Young smiling dentist with dental tools ready to treat his patient sitting on chair in clinic. Dental check-up and surgery.

The article in the September issue of JADA regarding Periodontal Therapy as a preventive measure for Third Molar sites was very interesting on several fronts. First and foremost is prevention. We can predict early on with a panoramic scan the expected arch length concerns and pathology concerns there may be with third molar (wisdom) teeth. Early treatment, if appropriate, essentially eliminates the pathological concerns — eliminating the cause preventatively before it occurs — and minimizes the risk with treatment. Prevention is the key!

Certainly, there are many patients who, for many different reasons, so not get treatment early and then present with third molar pathology including periodontal concerns on the second molar teeth. Over the years we have tried many different methods to address this including bone grafting, PRP, PRGF, comprehensive debridement, tissue revision, etc. For the most part, because of the nature of the tissue flap, the adjacent raphae, the need for healing of the third molar site (concerns with bone fill, etc), individual patient risks, and the obvious concerns with the presence of biofilms and microflora; trying to localize one or two factors in the success of a technique is not possible.

* **Required actions**
1. In the passage on third molar treatment, echo the part that opens with the words containing "The article in" and closes with "is the key!".
2. Using the passage on third molar treatment, decide whether each statement agrees with it. Answer yes or no, and quote the words that settle it.
(a) The JADA article on periodontal therapy for third molar sites appeared in the September issue.
(b) A panoramic scan can predict arch length concerns with wisdom teeth early on.
(c) The writer says one or two factors can be singled out as the reason a technique succeeds.

[Data entries]

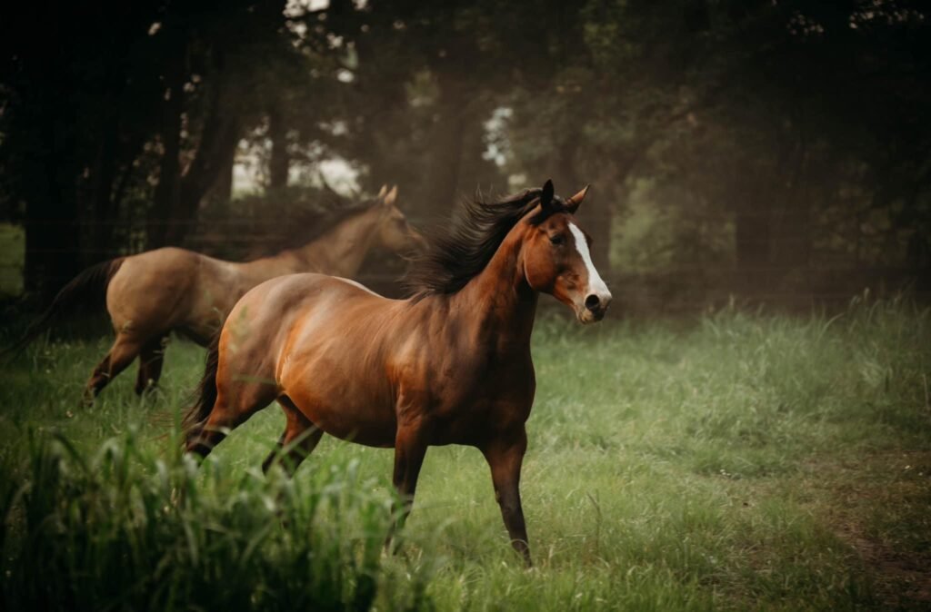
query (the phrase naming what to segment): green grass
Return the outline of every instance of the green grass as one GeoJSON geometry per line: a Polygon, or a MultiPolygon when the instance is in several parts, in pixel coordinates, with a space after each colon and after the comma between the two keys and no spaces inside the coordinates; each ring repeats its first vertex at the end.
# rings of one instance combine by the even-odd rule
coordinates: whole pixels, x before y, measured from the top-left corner
{"type": "MultiPolygon", "coordinates": [[[[59,491],[34,513],[59,517],[65,556],[86,536],[132,550],[130,514],[88,500],[88,491],[142,491],[131,495],[164,510],[151,518],[162,535],[146,544],[147,555],[178,565],[168,580],[174,599],[159,595],[171,604],[159,609],[194,607],[207,596],[231,609],[275,608],[295,580],[304,587],[294,592],[329,602],[317,604],[324,608],[924,609],[931,602],[931,314],[909,304],[855,303],[835,318],[727,311],[692,323],[588,327],[542,317],[521,486],[530,571],[507,544],[475,449],[430,449],[400,554],[374,555],[388,521],[390,451],[325,438],[292,484],[265,479],[257,468],[283,428],[273,407],[190,473],[171,432],[202,351],[173,343],[153,397],[138,399],[135,373],[127,373],[80,408],[107,344],[36,345],[7,368],[4,490],[59,491]],[[128,480],[99,467],[112,462],[107,448],[130,458],[128,480]],[[72,467],[65,481],[47,482],[35,466],[55,460],[72,467]],[[80,461],[98,466],[92,478],[73,467],[80,461]],[[196,491],[200,505],[172,502],[166,482],[196,491]],[[302,510],[334,488],[355,492],[345,502],[355,510],[325,520],[302,510]],[[269,499],[274,512],[263,510],[269,499]],[[119,512],[101,535],[61,518],[72,506],[119,512]],[[185,528],[207,538],[209,525],[240,514],[228,541],[204,549],[198,563],[179,552],[185,528]],[[237,574],[229,559],[257,529],[263,544],[237,574]],[[348,547],[340,544],[345,533],[355,534],[348,547]],[[324,569],[299,562],[317,550],[330,552],[324,569]],[[318,578],[340,568],[342,581],[318,578]],[[328,592],[329,581],[342,586],[328,592]],[[198,589],[208,595],[191,594],[198,589]]],[[[7,521],[12,569],[28,566],[27,501],[13,503],[7,521]]],[[[60,582],[73,580],[101,607],[128,607],[163,583],[142,564],[137,591],[93,594],[110,571],[96,559],[108,557],[87,554],[95,561],[85,579],[60,582]]],[[[5,579],[7,596],[19,592],[15,574],[5,579]]]]}

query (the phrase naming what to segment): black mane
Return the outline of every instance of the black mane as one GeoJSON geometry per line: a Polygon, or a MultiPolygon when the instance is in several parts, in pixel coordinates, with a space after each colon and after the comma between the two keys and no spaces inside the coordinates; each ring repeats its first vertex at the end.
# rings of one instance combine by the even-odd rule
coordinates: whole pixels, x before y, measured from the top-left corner
{"type": "MultiPolygon", "coordinates": [[[[466,201],[452,223],[426,233],[425,253],[415,258],[404,277],[414,299],[429,295],[455,293],[478,275],[492,259],[507,233],[537,204],[543,190],[526,189],[493,202],[480,195],[466,201]]],[[[554,198],[558,209],[561,198],[554,198]]],[[[534,219],[540,222],[544,217],[534,219]]]]}

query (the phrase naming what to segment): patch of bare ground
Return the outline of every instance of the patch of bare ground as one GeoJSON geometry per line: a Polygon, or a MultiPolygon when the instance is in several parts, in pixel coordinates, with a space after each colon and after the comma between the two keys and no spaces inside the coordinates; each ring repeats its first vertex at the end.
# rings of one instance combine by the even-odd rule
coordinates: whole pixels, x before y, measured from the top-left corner
{"type": "Polygon", "coordinates": [[[931,610],[931,451],[804,467],[816,516],[848,544],[888,609],[931,610]]]}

* **Solved tasks**
1.
The article in the September issue of JADA regarding Periodontal Therapy as a preventive measure for Third Molar sites was very interesting on several fronts. First and foremost is prevention. We can predict early on with a panoramic scan the expected arch length concerns and pathology concerns there may be with third molar (wisdom) teeth. Early treatment, if appropriate, essentially eliminates the pathological concerns — eliminating the cause preventatively before it occurs — and minimizes the risk with treatment. Prevention is the key!

2.
(a) Yes: "The article in the September issue of JADA regarding Periodontal Therapy as a preventive measure for Third Molar sites"
(b) Yes: "We can predict early on with a panoramic scan the expected arch length concerns and pathology concerns there may be with third molar (wisdom) teeth."
(c) No: "trying to localize one or two factors in the success of a technique is not possible."